» **Required work**: Copy the data below line for line, without altering a single character.

[Records to use start]

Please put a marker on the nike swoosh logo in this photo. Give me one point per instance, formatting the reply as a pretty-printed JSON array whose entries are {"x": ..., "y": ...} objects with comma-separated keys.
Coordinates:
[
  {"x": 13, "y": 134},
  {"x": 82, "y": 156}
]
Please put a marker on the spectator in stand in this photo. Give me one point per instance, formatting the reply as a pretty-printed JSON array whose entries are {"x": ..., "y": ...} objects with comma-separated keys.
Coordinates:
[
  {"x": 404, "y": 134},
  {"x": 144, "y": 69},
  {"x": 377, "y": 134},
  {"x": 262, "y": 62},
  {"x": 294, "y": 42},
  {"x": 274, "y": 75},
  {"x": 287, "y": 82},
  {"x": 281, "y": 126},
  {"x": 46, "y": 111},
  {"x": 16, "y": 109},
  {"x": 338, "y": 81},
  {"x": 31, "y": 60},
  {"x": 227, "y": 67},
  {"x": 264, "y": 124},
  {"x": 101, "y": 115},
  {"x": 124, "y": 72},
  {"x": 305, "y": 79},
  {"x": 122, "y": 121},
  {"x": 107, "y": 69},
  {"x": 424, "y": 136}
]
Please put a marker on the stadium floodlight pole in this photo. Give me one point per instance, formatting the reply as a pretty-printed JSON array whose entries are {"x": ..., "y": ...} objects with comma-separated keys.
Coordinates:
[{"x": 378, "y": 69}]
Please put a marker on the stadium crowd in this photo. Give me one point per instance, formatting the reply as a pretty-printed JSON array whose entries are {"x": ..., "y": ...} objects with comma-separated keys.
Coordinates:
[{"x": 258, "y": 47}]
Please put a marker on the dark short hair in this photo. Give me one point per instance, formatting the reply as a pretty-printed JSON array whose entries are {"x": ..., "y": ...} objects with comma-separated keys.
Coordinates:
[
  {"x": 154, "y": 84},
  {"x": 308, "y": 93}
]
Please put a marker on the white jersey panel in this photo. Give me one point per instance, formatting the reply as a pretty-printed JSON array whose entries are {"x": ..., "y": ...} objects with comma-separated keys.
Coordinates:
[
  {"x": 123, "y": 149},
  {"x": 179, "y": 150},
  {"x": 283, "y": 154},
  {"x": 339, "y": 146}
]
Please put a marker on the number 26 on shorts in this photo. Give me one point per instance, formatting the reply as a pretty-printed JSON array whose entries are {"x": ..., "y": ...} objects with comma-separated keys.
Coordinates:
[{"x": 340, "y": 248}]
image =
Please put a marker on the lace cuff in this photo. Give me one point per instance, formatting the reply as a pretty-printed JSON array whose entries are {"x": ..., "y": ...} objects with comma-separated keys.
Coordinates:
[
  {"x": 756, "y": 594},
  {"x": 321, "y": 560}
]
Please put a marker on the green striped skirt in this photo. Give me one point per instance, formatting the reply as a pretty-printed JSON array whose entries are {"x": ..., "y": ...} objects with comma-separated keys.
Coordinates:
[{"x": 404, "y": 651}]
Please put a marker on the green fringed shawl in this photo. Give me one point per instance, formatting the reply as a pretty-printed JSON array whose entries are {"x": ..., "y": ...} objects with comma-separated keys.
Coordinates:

[Records to use end]

» **The reply**:
Please put a marker on the nike swoosh logo in this photo. Give me one point per instance, formatting the reply as a pretty-printed JSON array whose entries are {"x": ..., "y": ...} objects with comma-separated keys.
Coordinates:
[
  {"x": 13, "y": 134},
  {"x": 82, "y": 156}
]
Please put a marker on the spectator in stand in this photo. Give me one point per instance, formatting the reply as a pretty-printed JSON array whose entries are {"x": ..., "y": ...} objects with comma-separated keys.
Coordinates:
[
  {"x": 404, "y": 134},
  {"x": 144, "y": 69},
  {"x": 377, "y": 134},
  {"x": 262, "y": 62},
  {"x": 294, "y": 42},
  {"x": 274, "y": 75},
  {"x": 287, "y": 82},
  {"x": 281, "y": 126},
  {"x": 46, "y": 111},
  {"x": 16, "y": 109},
  {"x": 338, "y": 81},
  {"x": 31, "y": 60},
  {"x": 227, "y": 67},
  {"x": 264, "y": 124},
  {"x": 101, "y": 115},
  {"x": 124, "y": 72},
  {"x": 305, "y": 79},
  {"x": 122, "y": 121},
  {"x": 107, "y": 69},
  {"x": 424, "y": 136}
]
Please put a marker on the stadium floodlight pole in this photo. Give me one point per instance, formatting the reply as a pretty-printed JSON array whose entries are {"x": ..., "y": ...} objects with comma-separated keys.
Coordinates:
[{"x": 378, "y": 69}]
Please put a marker on the stadium crowd in this photo. Give me one point per instance, formatting the reply as a pretty-printed JSON array whose entries are {"x": ..., "y": ...} objects with comma-separated keys.
Coordinates:
[{"x": 258, "y": 47}]
Please put a marker on the dark short hair in this photo. Give me one point per instance, formatting the reply as a pretty-printed JSON array whose entries are {"x": ..., "y": ...} objects with comma-separated keys.
Coordinates:
[
  {"x": 154, "y": 84},
  {"x": 308, "y": 93}
]
Please put a marker on the white jersey panel in this photo. Give me one point per instance, formatting the reply as a pretty-printed JSON array whose entries are {"x": ..., "y": ...} objects with comma-separated keys.
Coordinates:
[
  {"x": 123, "y": 149},
  {"x": 179, "y": 150},
  {"x": 283, "y": 154},
  {"x": 339, "y": 146}
]
Please put a marker on the number 26 on shorts in this photo. Give me one point per instance, formatting the reply as a pretty-printed JSON array whose entries are {"x": ..., "y": ...} objects with comma-separated keys.
Coordinates:
[{"x": 340, "y": 248}]
image =
Please put a marker on the lace cuff in this photo. Give me one point per instance, formatting the reply as a pretty-printed JSON array whose entries are {"x": ..., "y": ...} objects with comma-separated keys.
Coordinates:
[
  {"x": 756, "y": 594},
  {"x": 321, "y": 560}
]
Please put a marker on the green striped skirt in this photo. Give me one point per instance, formatting the reply as a pretty-printed JSON array whose entries are {"x": ..., "y": ...} objects with comma-separated keys.
Coordinates:
[{"x": 404, "y": 651}]
Please put a marker on the green fringed shawl in this photo. Give me one point per instance, formatting the reply as a pretty-printed JSON array whose entries are {"x": ..., "y": ...} objects with comma-separated keys.
Coordinates:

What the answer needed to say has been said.